▸ TO BE DONE:
Please list every line below that contains the word "surface", copying each one in full.

▸ DATA EXCERPTS:
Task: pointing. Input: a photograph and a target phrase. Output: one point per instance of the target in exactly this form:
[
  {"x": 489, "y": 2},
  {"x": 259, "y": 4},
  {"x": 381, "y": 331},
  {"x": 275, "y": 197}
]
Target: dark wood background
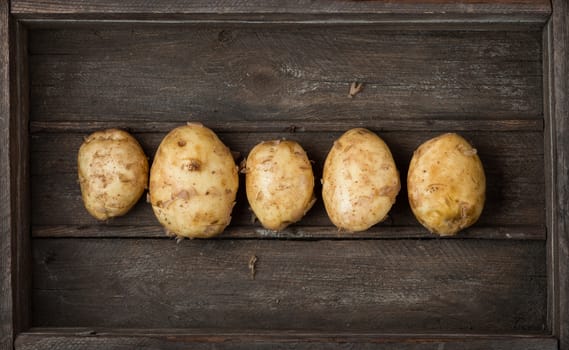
[
  {"x": 254, "y": 83},
  {"x": 263, "y": 70}
]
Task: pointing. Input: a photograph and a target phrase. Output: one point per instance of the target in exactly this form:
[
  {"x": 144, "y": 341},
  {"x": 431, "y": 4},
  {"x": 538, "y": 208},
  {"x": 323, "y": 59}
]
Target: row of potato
[{"x": 194, "y": 181}]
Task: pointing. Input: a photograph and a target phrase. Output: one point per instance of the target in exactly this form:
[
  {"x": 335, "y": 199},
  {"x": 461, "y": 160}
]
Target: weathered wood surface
[
  {"x": 443, "y": 11},
  {"x": 155, "y": 339},
  {"x": 557, "y": 121},
  {"x": 388, "y": 285},
  {"x": 380, "y": 231},
  {"x": 513, "y": 163},
  {"x": 20, "y": 160},
  {"x": 293, "y": 74},
  {"x": 6, "y": 189},
  {"x": 306, "y": 125}
]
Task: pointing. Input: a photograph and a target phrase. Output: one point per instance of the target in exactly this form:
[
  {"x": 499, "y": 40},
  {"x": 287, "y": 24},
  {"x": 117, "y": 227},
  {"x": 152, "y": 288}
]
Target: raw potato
[
  {"x": 360, "y": 181},
  {"x": 446, "y": 184},
  {"x": 280, "y": 183},
  {"x": 193, "y": 183},
  {"x": 113, "y": 173}
]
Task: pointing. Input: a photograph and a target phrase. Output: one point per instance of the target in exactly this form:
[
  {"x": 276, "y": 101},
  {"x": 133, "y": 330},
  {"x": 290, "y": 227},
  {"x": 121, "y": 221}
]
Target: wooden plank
[
  {"x": 286, "y": 126},
  {"x": 445, "y": 10},
  {"x": 240, "y": 74},
  {"x": 6, "y": 189},
  {"x": 382, "y": 231},
  {"x": 513, "y": 163},
  {"x": 558, "y": 157},
  {"x": 20, "y": 158},
  {"x": 156, "y": 339},
  {"x": 388, "y": 285}
]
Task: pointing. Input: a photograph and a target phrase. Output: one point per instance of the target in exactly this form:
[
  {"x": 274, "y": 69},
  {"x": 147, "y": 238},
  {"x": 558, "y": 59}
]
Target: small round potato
[
  {"x": 113, "y": 173},
  {"x": 193, "y": 183},
  {"x": 360, "y": 181},
  {"x": 446, "y": 184},
  {"x": 279, "y": 182}
]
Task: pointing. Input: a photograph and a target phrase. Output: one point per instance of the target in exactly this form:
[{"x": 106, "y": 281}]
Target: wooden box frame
[{"x": 15, "y": 281}]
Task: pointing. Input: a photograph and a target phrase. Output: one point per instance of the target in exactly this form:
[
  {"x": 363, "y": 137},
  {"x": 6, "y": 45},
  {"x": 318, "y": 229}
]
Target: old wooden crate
[{"x": 495, "y": 71}]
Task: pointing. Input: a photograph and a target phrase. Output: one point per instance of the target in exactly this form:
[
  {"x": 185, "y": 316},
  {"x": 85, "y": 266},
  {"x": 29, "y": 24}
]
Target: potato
[
  {"x": 113, "y": 173},
  {"x": 360, "y": 181},
  {"x": 193, "y": 183},
  {"x": 446, "y": 184},
  {"x": 279, "y": 183}
]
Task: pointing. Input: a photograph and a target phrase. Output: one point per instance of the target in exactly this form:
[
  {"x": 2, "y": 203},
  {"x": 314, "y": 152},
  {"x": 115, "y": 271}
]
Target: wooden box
[{"x": 494, "y": 71}]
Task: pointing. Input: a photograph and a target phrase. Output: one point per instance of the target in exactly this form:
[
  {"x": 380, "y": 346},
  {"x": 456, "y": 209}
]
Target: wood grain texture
[
  {"x": 6, "y": 220},
  {"x": 20, "y": 160},
  {"x": 442, "y": 10},
  {"x": 446, "y": 285},
  {"x": 301, "y": 232},
  {"x": 155, "y": 339},
  {"x": 224, "y": 74},
  {"x": 513, "y": 164},
  {"x": 306, "y": 125},
  {"x": 558, "y": 149}
]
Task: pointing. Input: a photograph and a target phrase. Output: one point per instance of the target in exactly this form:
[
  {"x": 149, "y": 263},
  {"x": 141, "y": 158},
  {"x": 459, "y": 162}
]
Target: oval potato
[
  {"x": 279, "y": 183},
  {"x": 446, "y": 184},
  {"x": 193, "y": 183},
  {"x": 113, "y": 173},
  {"x": 360, "y": 181}
]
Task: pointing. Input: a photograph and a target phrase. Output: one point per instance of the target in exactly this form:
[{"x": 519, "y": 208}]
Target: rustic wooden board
[
  {"x": 408, "y": 10},
  {"x": 152, "y": 339},
  {"x": 221, "y": 73},
  {"x": 513, "y": 161},
  {"x": 6, "y": 190},
  {"x": 388, "y": 285},
  {"x": 557, "y": 56},
  {"x": 250, "y": 81}
]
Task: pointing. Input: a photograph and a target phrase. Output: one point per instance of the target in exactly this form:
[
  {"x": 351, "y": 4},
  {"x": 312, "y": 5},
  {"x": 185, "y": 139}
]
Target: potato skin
[
  {"x": 446, "y": 184},
  {"x": 279, "y": 183},
  {"x": 113, "y": 173},
  {"x": 193, "y": 183},
  {"x": 360, "y": 181}
]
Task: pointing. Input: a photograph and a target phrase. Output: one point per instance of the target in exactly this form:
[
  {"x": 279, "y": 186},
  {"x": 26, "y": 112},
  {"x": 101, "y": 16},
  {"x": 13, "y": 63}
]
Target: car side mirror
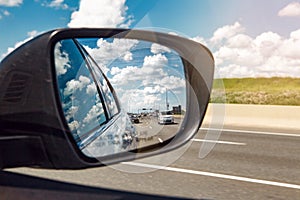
[{"x": 78, "y": 98}]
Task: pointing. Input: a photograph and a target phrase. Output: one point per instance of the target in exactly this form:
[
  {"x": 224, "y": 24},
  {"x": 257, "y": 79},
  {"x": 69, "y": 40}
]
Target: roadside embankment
[{"x": 254, "y": 116}]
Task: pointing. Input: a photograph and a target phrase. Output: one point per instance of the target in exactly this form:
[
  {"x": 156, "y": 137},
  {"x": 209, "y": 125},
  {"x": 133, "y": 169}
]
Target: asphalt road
[{"x": 243, "y": 164}]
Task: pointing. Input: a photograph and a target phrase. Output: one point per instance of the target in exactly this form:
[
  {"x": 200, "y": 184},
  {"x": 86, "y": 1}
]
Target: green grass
[{"x": 266, "y": 91}]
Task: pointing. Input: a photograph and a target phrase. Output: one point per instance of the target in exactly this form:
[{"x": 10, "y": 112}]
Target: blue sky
[{"x": 260, "y": 25}]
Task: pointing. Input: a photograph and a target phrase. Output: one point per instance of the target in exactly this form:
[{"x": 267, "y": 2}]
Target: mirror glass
[{"x": 119, "y": 94}]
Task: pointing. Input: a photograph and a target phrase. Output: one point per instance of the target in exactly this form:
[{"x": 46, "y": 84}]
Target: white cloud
[
  {"x": 62, "y": 62},
  {"x": 291, "y": 10},
  {"x": 58, "y": 4},
  {"x": 6, "y": 13},
  {"x": 32, "y": 33},
  {"x": 10, "y": 3},
  {"x": 94, "y": 112},
  {"x": 104, "y": 13},
  {"x": 266, "y": 55},
  {"x": 200, "y": 40},
  {"x": 151, "y": 70},
  {"x": 227, "y": 32},
  {"x": 74, "y": 85},
  {"x": 156, "y": 49},
  {"x": 11, "y": 49},
  {"x": 106, "y": 52}
]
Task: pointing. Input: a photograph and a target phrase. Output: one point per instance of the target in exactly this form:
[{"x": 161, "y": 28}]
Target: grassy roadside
[{"x": 265, "y": 91}]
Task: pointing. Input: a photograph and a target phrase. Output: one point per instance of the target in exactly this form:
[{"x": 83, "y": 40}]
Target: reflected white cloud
[{"x": 269, "y": 54}]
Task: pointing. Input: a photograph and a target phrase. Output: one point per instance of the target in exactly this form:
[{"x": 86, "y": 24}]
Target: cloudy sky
[{"x": 250, "y": 38}]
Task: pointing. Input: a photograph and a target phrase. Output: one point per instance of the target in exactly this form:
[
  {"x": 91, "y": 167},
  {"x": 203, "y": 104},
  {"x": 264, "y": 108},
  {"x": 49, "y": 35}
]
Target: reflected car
[{"x": 166, "y": 117}]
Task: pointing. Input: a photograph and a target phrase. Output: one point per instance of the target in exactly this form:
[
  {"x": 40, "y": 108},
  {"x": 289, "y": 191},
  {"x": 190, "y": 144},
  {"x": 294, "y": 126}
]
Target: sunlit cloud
[
  {"x": 291, "y": 10},
  {"x": 11, "y": 3},
  {"x": 266, "y": 55},
  {"x": 104, "y": 13},
  {"x": 57, "y": 4}
]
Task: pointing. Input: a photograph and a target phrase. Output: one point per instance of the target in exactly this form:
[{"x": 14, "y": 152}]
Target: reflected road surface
[{"x": 244, "y": 164}]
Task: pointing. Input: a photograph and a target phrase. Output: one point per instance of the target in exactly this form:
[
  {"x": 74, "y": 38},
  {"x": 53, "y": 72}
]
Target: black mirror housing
[{"x": 33, "y": 129}]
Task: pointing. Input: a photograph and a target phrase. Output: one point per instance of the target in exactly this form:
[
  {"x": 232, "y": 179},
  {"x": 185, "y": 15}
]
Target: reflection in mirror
[{"x": 118, "y": 95}]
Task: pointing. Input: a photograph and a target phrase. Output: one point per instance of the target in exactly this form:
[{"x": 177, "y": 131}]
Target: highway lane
[{"x": 252, "y": 165}]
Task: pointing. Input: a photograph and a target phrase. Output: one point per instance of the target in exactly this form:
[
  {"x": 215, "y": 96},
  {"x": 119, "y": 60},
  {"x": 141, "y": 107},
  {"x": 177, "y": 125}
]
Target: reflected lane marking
[
  {"x": 219, "y": 142},
  {"x": 252, "y": 132},
  {"x": 223, "y": 176}
]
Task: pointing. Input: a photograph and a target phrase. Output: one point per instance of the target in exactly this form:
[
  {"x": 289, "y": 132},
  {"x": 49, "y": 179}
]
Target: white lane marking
[
  {"x": 223, "y": 176},
  {"x": 252, "y": 132},
  {"x": 219, "y": 142}
]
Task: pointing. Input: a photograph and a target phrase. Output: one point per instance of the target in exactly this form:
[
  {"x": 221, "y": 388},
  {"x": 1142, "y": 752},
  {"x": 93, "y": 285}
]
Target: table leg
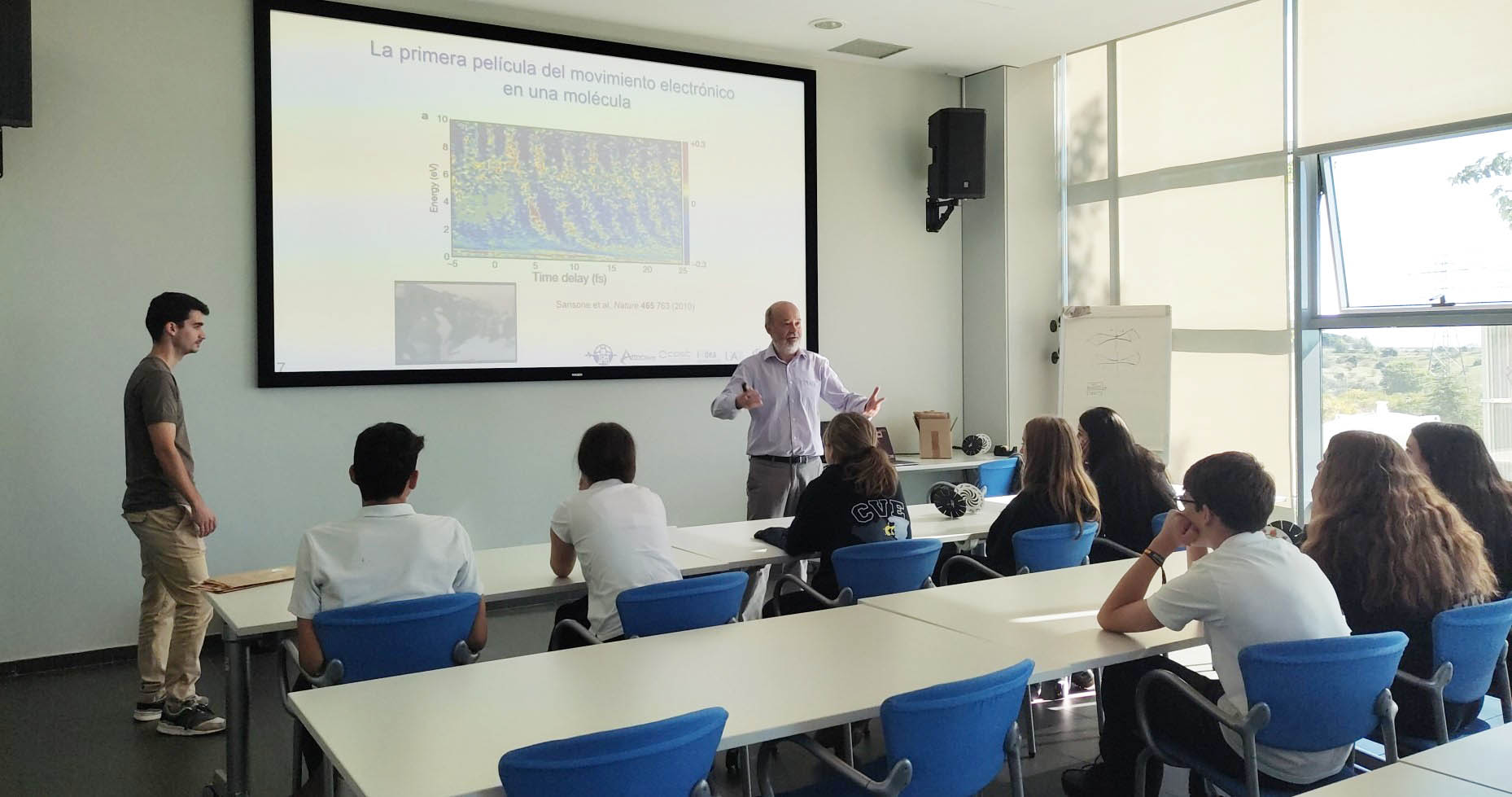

▸ FINAL ANSWER:
Target: weathered wood surface
Target: reflected road surface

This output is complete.